» **Task statement**
Answer these from the notes on Bible wording:
(a) How did all standard English versions translate the phrase "in licentiousness"?
(b) What does the word Peter uses twice as many times as Paul denote?
(c) What does the egkata- prefix mean?

AWcf. v.2, where the KJV, NKJV, NIV, Murdock, & Rheims all translated it differently. Here, it is a prepositional phrase “in licentiousness,” but all standard English versions translated it as an adverb, which is a legitimate possibility, but curious that this less-usual way of translating it would be unanimous.
AXLit. “upturn” Even if you count Hebrews under Paul’s writings, Peter still uses this word twice as many times, more than any other Biblical author (1 Pet. 1:15, 18; 2:12; 3:1-2, 16; 2 Pet. 2:7; 3:11). It denotes one’s lifestyle and its outcome.
AYHapex Legomenon. The egkata- prefix means “in,” so it emphasizes “making your home among.” DFZ noted, “...Lot was living there as a resident, not just a temporary visitor,” and added, “Here is another participle which can be described as having both a temporal and adjectival emphasis.”

» **The data**
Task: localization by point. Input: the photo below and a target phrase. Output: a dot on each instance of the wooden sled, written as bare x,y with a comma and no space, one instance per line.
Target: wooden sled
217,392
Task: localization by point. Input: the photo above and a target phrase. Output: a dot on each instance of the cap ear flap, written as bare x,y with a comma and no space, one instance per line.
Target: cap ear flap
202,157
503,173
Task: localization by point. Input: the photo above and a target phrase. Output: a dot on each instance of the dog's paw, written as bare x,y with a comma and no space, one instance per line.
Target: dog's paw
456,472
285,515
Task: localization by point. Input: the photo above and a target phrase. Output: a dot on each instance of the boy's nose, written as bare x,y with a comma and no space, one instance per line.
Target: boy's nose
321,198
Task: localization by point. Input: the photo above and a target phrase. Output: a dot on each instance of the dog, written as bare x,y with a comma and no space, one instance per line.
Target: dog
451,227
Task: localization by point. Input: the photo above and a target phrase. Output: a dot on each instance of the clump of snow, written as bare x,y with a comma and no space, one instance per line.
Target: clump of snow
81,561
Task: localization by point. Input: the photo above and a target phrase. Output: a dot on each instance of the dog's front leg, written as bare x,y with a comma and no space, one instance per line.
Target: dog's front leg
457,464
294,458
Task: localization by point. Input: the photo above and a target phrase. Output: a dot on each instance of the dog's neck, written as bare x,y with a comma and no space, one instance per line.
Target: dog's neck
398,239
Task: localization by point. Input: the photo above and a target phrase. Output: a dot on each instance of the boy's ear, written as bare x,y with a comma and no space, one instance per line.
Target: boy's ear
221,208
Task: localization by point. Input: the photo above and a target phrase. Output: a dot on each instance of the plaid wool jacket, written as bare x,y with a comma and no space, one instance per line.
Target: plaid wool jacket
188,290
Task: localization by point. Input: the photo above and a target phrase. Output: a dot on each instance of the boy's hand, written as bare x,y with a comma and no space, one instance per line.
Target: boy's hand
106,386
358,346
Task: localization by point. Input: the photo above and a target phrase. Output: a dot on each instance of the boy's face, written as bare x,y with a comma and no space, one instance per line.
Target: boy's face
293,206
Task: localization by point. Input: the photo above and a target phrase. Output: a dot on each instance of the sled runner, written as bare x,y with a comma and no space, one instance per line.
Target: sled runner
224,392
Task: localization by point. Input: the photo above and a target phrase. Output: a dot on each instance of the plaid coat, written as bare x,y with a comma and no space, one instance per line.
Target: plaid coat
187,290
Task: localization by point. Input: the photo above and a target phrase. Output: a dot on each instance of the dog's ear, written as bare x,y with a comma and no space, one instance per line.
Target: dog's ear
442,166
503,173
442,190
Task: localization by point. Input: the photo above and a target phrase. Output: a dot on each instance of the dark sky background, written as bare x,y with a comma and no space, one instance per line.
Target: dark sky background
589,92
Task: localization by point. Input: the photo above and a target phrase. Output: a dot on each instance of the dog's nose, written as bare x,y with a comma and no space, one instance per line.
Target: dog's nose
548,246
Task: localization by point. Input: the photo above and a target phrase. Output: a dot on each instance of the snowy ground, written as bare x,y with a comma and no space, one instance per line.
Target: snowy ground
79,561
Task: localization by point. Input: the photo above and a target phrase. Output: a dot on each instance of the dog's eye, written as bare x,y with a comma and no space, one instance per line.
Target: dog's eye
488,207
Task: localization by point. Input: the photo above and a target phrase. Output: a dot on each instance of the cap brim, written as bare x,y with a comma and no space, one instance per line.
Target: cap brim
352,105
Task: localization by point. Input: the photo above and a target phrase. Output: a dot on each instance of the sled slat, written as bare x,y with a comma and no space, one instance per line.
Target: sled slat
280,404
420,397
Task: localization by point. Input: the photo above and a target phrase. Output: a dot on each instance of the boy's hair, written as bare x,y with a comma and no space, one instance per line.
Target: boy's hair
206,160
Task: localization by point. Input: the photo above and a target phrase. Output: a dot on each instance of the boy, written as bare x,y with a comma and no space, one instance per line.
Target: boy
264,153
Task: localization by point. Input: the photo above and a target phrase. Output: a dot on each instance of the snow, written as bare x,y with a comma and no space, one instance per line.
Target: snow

» **Output for this exercise**
(a) As an adverb.
(b) One's lifestyle and its outcome.
(c) "In."